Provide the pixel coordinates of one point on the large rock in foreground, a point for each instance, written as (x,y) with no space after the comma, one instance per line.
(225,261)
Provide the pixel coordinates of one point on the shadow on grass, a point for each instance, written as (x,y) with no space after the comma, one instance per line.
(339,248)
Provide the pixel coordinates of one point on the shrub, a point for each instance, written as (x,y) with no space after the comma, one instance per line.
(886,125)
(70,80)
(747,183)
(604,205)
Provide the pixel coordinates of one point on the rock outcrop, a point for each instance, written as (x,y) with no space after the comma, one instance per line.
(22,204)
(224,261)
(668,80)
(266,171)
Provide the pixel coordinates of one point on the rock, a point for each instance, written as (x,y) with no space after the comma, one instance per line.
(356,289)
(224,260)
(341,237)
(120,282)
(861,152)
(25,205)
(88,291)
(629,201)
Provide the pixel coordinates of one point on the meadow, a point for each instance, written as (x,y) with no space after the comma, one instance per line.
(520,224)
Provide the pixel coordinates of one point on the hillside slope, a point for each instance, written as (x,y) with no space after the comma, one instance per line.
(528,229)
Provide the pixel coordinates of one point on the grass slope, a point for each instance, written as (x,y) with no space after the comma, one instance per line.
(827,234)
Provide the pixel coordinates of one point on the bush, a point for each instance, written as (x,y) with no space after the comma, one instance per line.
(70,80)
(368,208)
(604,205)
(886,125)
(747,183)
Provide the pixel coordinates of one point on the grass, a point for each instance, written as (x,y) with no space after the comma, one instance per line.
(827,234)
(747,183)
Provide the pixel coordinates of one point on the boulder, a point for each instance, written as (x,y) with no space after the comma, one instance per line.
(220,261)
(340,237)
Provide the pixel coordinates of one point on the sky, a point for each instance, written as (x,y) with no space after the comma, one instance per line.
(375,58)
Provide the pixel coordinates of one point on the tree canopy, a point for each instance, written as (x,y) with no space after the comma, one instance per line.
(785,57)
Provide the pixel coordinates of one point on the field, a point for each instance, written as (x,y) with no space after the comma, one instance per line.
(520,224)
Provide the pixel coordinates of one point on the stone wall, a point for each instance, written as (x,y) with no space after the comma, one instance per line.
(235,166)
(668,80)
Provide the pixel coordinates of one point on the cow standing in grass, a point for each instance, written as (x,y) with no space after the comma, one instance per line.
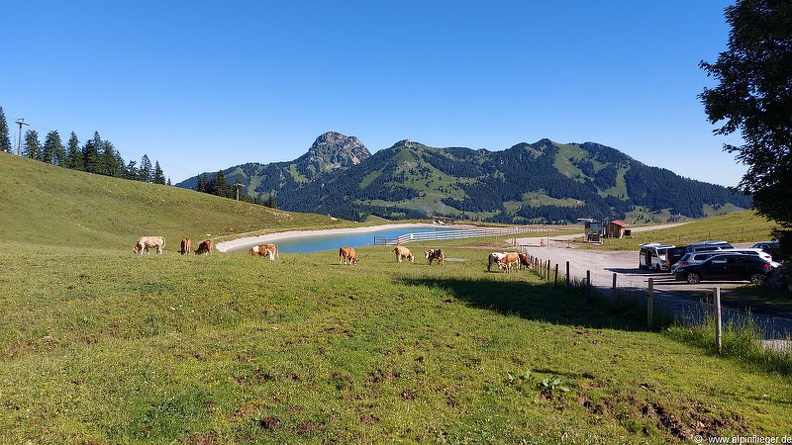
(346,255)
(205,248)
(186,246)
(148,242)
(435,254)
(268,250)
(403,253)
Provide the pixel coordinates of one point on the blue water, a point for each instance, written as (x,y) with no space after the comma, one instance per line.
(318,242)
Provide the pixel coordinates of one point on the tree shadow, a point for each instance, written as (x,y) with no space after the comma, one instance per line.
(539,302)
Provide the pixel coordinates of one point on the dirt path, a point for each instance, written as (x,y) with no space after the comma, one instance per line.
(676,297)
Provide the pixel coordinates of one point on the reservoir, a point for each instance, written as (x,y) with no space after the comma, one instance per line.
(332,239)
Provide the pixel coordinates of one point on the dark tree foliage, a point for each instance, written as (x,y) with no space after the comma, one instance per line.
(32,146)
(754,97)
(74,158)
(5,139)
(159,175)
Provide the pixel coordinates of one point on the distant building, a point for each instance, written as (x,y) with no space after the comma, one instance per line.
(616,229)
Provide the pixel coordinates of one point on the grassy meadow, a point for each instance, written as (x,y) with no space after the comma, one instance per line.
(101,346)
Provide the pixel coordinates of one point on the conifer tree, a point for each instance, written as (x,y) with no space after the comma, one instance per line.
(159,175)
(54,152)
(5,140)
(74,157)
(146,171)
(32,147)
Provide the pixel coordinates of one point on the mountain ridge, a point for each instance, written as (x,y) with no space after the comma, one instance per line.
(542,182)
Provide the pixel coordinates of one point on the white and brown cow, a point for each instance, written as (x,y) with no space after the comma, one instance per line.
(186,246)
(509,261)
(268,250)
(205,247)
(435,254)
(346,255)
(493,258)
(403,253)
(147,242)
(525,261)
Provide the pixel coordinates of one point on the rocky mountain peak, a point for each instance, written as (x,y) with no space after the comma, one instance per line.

## Exercise objective
Reprint each of the records exactly and skip the images.

## Written response
Provide the pixel coordinates of one point on the large rock in foreground, a point for each instance, written as (x,y) with no space after the comma, one instance per line.
(225,261)
Provide the pixel coordinates of one point on the shadow on grass, a point for each instance, written as (x,y) with no space after the comma, one instance per line.
(339,248)
Provide the pixel coordinates of one point on the shrub, a point for each instance, written as (x,y) with no space after the comma, one instance per line.
(886,125)
(70,80)
(747,183)
(604,205)
Provide the pixel coordinates of one point on the rock outcrop, a point for each instance, written as (x,y) with no space after the comma, one instance per line.
(22,204)
(224,261)
(668,80)
(266,171)
Provide the pixel coordinates of one point on the rock, a point for each instance, written as (x,y) with no space after the comma, one instance per line.
(356,289)
(224,260)
(341,237)
(120,282)
(861,152)
(25,205)
(88,291)
(629,201)
Provide the pixel coordinates of one point on the meadow, a point for each instance, written as (x,y) with no space after the comma, one instance per line.
(520,224)
Provide the pixel coordinates of one point on the hillside slope, a point for each instance, written as (x,y) with no space after the comma, one instance per line.
(528,229)
Provide the pixel coordinates of one point on the grass slope, a point for each instance, written as (x,y) with no space after the comma, one instance per line.
(827,234)
Provide the pixel coordinates of one point on the bush, a point for each instance, written as (x,y) with no space after the comma, one instance per line.
(70,80)
(368,208)
(604,205)
(886,125)
(747,183)
Provide the pixel coordinates of one point on the grass, a point for each instance, written as (x,y) with no space after the comma, one instance per line.
(827,234)
(747,183)
Provide the pixel coordinates of one point on the boulder, a point for each instance, written as (x,y) with no space after the comma, one instance per line.
(220,261)
(340,237)
Provide the pixel coordinates of one point on the sky, a point for each instance, written as (x,y) with no space after the comma, one instance per line.
(375,58)
Provide the pixel coordinates of one point on the tree canopy, a point for each instance, written as (x,y) with no space after the comma, one instance per line.
(785,57)
Provide the pixel coordinates of one point on the field, a point for each instance, written as (x,y) with no space after the comma, one instance per line.
(520,224)
Provide the pixel coordinates of one point on the stone wall, a point for each instance, written as (x,y) with no space after the comma, one instance per line.
(235,166)
(668,80)
Provide the pixel coordinates of one point on the cow standing in grass, a point for each instance, written as (x,y) with no space after the comma, one instance per line.
(346,255)
(205,248)
(186,246)
(148,242)
(435,254)
(268,250)
(403,253)
Provide the pixel coordinates of one point on the blue water, a point for each instance, written as (x,y) with no space after the comma, one instance per line.
(318,242)
Provide the pixel coordinates of one point on the tree shadow, a point for each instance, written as (x,y) with no space after the comma, one instance per line.
(539,302)
Provide the pixel coordinates of one point on the dirt path, a point for each instance, written as (x,y) with no space after the comma, one instance per line.
(676,297)
Provide the pixel coordinates of one point on the reservoir, a point for each instance, written as (x,y) with no space after the comma, one instance per line.
(332,239)
Provide the pixel coordinates of one point on the dark tree foliage, a point for each instance, written as (x,y) with no space after the comma, one instance per line.
(32,146)
(754,97)
(74,158)
(5,139)
(159,175)
Provide the pixel coordinates of one point on the distant building, a point for each instance, written as (x,y) with no space after the comma, one instance per line.
(616,229)
Provide the pixel coordinates of one point on the grassy meadow, a point for each instance, written as (x,y) with no space after the comma, one instance per line.
(101,346)
Provide the pixel coordinates of one point on the conifer tree, a point for each instance, written as (x,y) with no space after the comma, one instance per line.
(159,175)
(54,152)
(5,140)
(74,157)
(146,171)
(32,147)
Provide the pixel coordinates of one point on the mountain ridge, a point for each instance, written as (x,y) with no space after the comma, one instance per line.
(542,182)
Provide the pixel coordinates of one point on the white and brown cow, a point for each instance, written as (x,y) with no space after the comma, one instance per line.
(186,246)
(509,261)
(268,250)
(205,247)
(435,254)
(346,255)
(493,258)
(403,253)
(147,242)
(525,261)
Provide the pixel coordinates of one point on the rocky mountain peak, a point for each instance, written as (x,y) with no space after the comma, one instance per line.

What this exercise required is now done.